--- Objetivo 1 ---
De qual arquivo o código sobre o MNIST carrega o conjunto de dados?
--- Objetivo 2 ---
Que módulos o código sobre o MNIST importa com um apelido definido por "as", e qual é o apelido de cada um?
--- Objetivo 3 ---
Estenda o código sobre o MNIST a partir do ponto em que ele termina.

--- Trecho do texto ---
===

In [None]:
import pickle

import numpy as np
import pandas as pd

from sklearn.datasets import fetch_openml
from sklearn.linear_model import SGDClassifier, LogisticRegression
from sklearn.ensemble import RandomForestClassifier
from sklearn.ensemble import RandomForestClassifier

from sklearn.model_selection import cross_val_score, cross_val_predict
from sklearn.base import clone, BaseEstimator

from sklearn.metrics import confusion_matrix, accuracy_score, precision_score, recall_score, f1_score, precision_recall_curve, roc_curve, roc_auc_score

import matplotlib as mpl
import matplotlib.pyplot as plt

### Loading Dataset

In [None]:
with open('mnist.pkl', 'rb') as bunch:
    mnist = pickle.load(bunch)

In [None]:
X, y = mnist['data'].to_numpy(), mnist['target'].to_numpy().astype('uint8')


In [None]:
def pretty_print_mnist_number(number: np.array):
    res = ''
    for linha in number.reshape(28, 28):
        for p in linha:
            res += f'{int(p):>3}'
        res += '\n'
    print(res)

===

--- Bloco de dados ---
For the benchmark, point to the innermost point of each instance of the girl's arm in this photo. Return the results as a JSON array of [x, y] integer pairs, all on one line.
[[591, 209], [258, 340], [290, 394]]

===

--- Resposta 1 ---
Do arquivo mnist.pkl.

--- Resposta 2 ---
numpy como np; pandas como pd; matplotlib como mpl; matplotlib.pyplot como plt

--- Resposta 3 ---
### Treino e Teste
O database já está separado aleatoriamente e tem 70 mil amostras,
vamos pegar 60 mil para treino e 10 mil para teste



In [None]:
split_threshold = 60_000


In [None]:
X_train, X_test = X[:split_threshold], X[split_threshold:]
y_train, y_test = y[:split_threshold], y[split_threshold:]

## Treinando um classificador binário
Vamos teinar um classificador que verifica apenas se uma imagem
é o número 5 ou não



In [None]:
y_train_5 = (y_train==5)
y_test_5 = (y_test==5)

In [None]:
sgd_clf = SGDClassifier(random_state=42)
sgd_clf.fit(X_train, y_train_5)

In [None]:
y_train_pred_sdg = cross_val_predict(sgd_clf, X_train, y_train_5, cv=3)

In [None]:
accuracy_score(y_train_5, y_train_pred_sdg)

In [None]:
confusion_matrix(y_train_5, y_train_pred_sdg)

In [None]:
precision_score(y_train_5, y_train_pred_sdg)

In [None]:
recall_score(y_train_5, y_train_pred_sdg)

In [None]:
f1_score(y_train_5, y_train_pred_sdg)

Usando o never5, um que sempre diz que o nao eh o 5

In [None]:
class Never5Classifier(BaseEstimator):
    def fit(self, X, y=None):
        return self
    def predict(self, X):
        return np.zeros(len(X), dtype=bool)

In [None]:
n5_clf = Never5Classifier()
n5_clf.fit(X_train, y_train_5)

In [None]:
y_train_pred_n5 = cross_val_predict(n5_clf, X_train, y_train_5, cv=3)

In [None]:
accuracy_score(y_train_5, y_train_pred_n5)

In [None]:
confusion_matrix(y_train_5, y_train_pred_n5)

In [None]:
precision_score(y_train_5, y_train_pred_n5)

In [None]:
recall_score(y_train_5, y_train_pred_n5)

In [None]:
f1_score(y_train_5, y_train_pred_n5)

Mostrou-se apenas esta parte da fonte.